Work order —
Find the line with "Where can the wooden barn" in the records below. Copy it and every line after it, up to and including the line with "Where can the small".

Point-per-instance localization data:
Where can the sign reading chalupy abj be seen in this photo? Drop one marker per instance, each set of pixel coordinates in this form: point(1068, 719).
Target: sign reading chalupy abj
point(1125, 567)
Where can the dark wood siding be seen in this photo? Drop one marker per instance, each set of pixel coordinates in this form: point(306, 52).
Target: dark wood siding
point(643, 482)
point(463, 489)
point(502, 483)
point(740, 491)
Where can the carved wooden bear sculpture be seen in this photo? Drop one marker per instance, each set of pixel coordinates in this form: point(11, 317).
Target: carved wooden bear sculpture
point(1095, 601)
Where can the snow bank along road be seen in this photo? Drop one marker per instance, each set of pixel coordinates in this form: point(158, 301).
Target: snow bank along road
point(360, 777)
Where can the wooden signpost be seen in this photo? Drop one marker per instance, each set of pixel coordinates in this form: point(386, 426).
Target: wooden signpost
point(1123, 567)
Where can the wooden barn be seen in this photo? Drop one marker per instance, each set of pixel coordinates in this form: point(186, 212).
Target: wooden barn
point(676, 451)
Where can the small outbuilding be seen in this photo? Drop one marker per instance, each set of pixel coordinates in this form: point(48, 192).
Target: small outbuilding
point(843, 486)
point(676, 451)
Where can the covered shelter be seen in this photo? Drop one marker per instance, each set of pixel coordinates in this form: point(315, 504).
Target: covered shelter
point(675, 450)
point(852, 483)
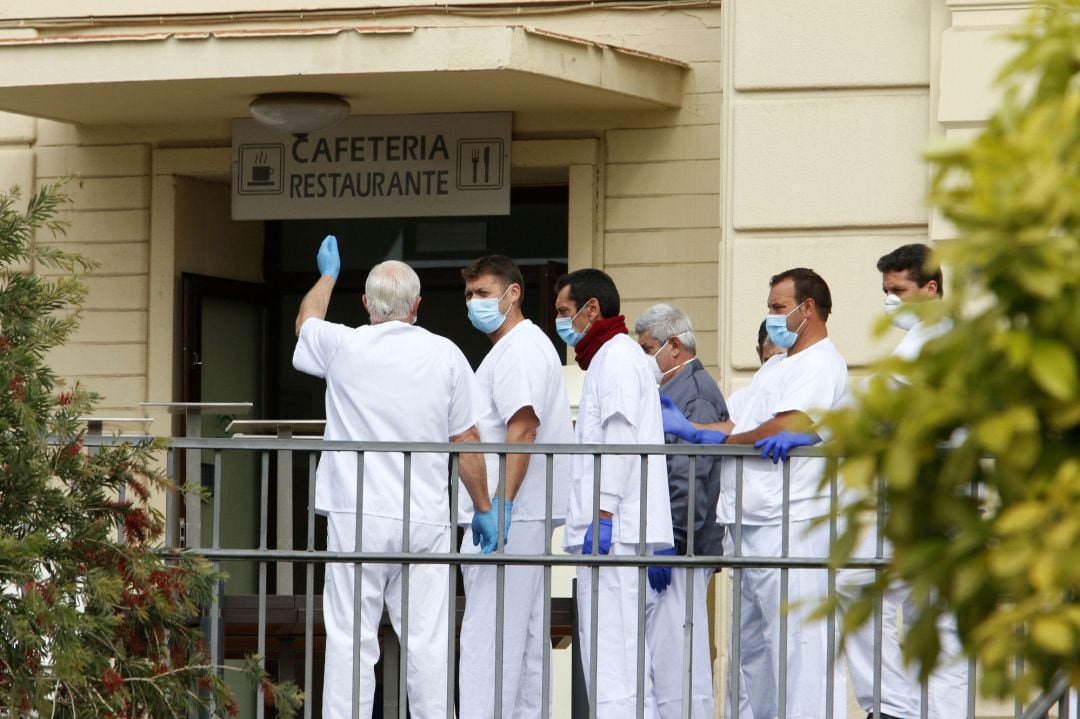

Exercise solution —
Where can the wooden barn be seen in this photo? Drop one marker per instance, each set of pixel coordinates in this form: point(186, 212).
Target: wooden barn
point(676, 451)
Where can the small outbuilding be seen in this photo? Drop one marker per instance, each set of pixel coordinates in this form: point(48, 192).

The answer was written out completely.